* START RECORDS PROVIDED *
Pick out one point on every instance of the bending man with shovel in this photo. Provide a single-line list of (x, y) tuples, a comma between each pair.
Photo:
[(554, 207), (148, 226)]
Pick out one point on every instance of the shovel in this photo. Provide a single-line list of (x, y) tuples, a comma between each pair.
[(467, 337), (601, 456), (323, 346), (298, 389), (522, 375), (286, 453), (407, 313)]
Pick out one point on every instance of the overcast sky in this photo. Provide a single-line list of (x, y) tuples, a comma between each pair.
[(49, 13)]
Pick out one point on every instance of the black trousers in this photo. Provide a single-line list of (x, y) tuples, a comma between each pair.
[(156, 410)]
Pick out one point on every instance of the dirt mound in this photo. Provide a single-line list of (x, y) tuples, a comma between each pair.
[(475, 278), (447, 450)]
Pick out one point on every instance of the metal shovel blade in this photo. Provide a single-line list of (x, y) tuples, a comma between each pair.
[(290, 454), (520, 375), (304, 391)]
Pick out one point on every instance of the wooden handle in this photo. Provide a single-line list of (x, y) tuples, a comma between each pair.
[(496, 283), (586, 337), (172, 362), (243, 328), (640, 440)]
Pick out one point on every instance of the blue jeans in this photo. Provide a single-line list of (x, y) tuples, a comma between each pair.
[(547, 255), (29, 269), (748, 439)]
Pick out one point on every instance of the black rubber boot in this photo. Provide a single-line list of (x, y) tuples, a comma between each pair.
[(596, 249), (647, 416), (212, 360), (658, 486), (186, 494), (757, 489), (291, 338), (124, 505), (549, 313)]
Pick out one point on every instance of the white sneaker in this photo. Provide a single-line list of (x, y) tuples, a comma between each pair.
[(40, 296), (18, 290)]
* END RECORDS PROVIDED *
AIM> Rewrite every line of the listing above as a JSON list of strings, one string per line, leaving out blank lines.

CORRECT OUTPUT>
[
  "Pick out one point on every instance of the bending man with shovel in this photo. Provide a single-line list of (x, y) tuples, a comma between each pair.",
  "Photo:",
  "[(554, 207), (148, 226)]",
  "Pick out one point on every instance of the shovel in this photo. Provide a single-line list of (x, y) tuples, a comma between each pair.",
  "[(467, 337), (601, 456), (323, 346), (298, 389), (522, 375), (286, 453), (407, 313)]",
  "Pick out one point on every instance of the overcast sky in this photo. Provide a single-line list of (x, y) tuples, a comma between each pair.",
  "[(49, 13)]",
  "Pick out one point on every instance of the black trousers in this photo. Provide a single-line list of (x, y) tuples, a comma between each pair.",
  "[(156, 410)]",
  "Pick out one point on every instance of the dirt mound in this photo. Provide a single-line list of (x, y) tuples, a comma between each pair.",
  "[(475, 278), (447, 450)]",
  "Pick out one point on every instance of the metal shovel blade in this photo. Provide a single-line list of (x, y) tuples, a comma between each pair.",
  "[(290, 454), (520, 375), (304, 391)]",
  "Pick out one point on every instance of the wooden handle in this photo. Provide a single-line list of (x, y) tuples, a comma between each pair.",
  "[(496, 283), (586, 337), (172, 362), (243, 328), (640, 440)]",
  "Pick out one point on every instance of the blue jeans in this photo. Provide a single-line list of (x, y) tuples, a comma between each pair.",
  "[(547, 255), (29, 269), (748, 439)]",
  "Pick out one point on every instance of the black rubber boot in this photo. Provide a single-line list of (x, y) tuples, a comma between each pair.",
  "[(596, 249), (647, 416), (212, 360), (658, 486), (186, 494), (757, 489), (291, 338), (124, 505), (549, 313)]",
  "Pick out one point on every instance of the white sneaker in this photo. Provide a single-line list of (x, y) tuples, a comma between each pair.",
  "[(40, 296), (18, 290)]"
]